▸ **DESCRIPTION OF THE TASK**: A word-for-word copy of the data, pictures excluded, is what this task asks for.

*** Opening of TASK INPUT ***

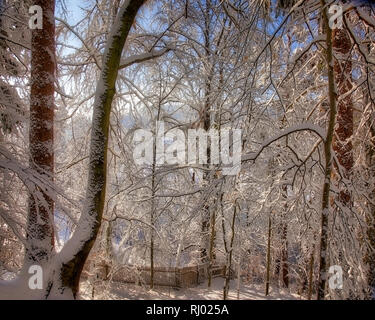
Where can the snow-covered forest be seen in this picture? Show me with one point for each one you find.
(187, 149)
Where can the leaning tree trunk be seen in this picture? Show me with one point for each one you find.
(322, 277)
(76, 251)
(342, 141)
(40, 231)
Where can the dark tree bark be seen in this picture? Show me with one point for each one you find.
(79, 246)
(40, 231)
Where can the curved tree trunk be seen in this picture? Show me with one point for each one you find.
(40, 231)
(76, 251)
(322, 277)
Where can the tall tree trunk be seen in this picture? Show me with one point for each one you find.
(284, 242)
(268, 255)
(229, 253)
(342, 140)
(40, 231)
(76, 251)
(322, 277)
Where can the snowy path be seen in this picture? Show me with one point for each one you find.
(119, 291)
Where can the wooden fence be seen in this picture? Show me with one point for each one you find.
(163, 276)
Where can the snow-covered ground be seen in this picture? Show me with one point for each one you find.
(120, 291)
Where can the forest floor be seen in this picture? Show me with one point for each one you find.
(122, 291)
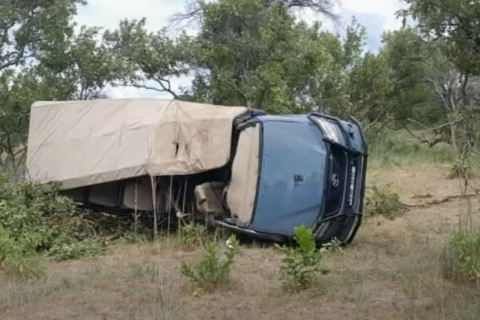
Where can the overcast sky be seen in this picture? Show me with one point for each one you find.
(376, 15)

*** Close of TASK INPUT ***

▸ **WRITTEN SOLUTION**:
Where can the snow-covered forest be seen in this picture? Show me with one point for each one you find.
(187, 149)
Where can the leaning tree trunk be seen in this picture? Show me with one point for each one you find.
(322, 277)
(76, 251)
(342, 141)
(40, 231)
Where can the dark tree bark be seen in this picture? Show me with one point for each one you find.
(79, 246)
(40, 231)
Where can the curved tree trunk be seen in this picture? Show me with one point for each one you find.
(40, 231)
(76, 251)
(322, 277)
Where can the tall tree trunk be seen in this picture? Show me with one point for each one you find.
(284, 242)
(268, 255)
(229, 253)
(342, 140)
(40, 231)
(76, 251)
(322, 277)
Where can the snowy path be seen in this picture? Show me with one point for each one you find.
(119, 291)
Where can the wooden fence be seen in this picture? Show me with one point for each one you find.
(163, 276)
Where can the snow-covered ground be seen in this picture? Show me with one point for each one you find.
(120, 291)
Where can the forest floor be seen in this picture? Show me with one point for each one you find.
(122, 291)
Where can the overcast sky be seen in this picture? Show me with one point for each one you find.
(376, 15)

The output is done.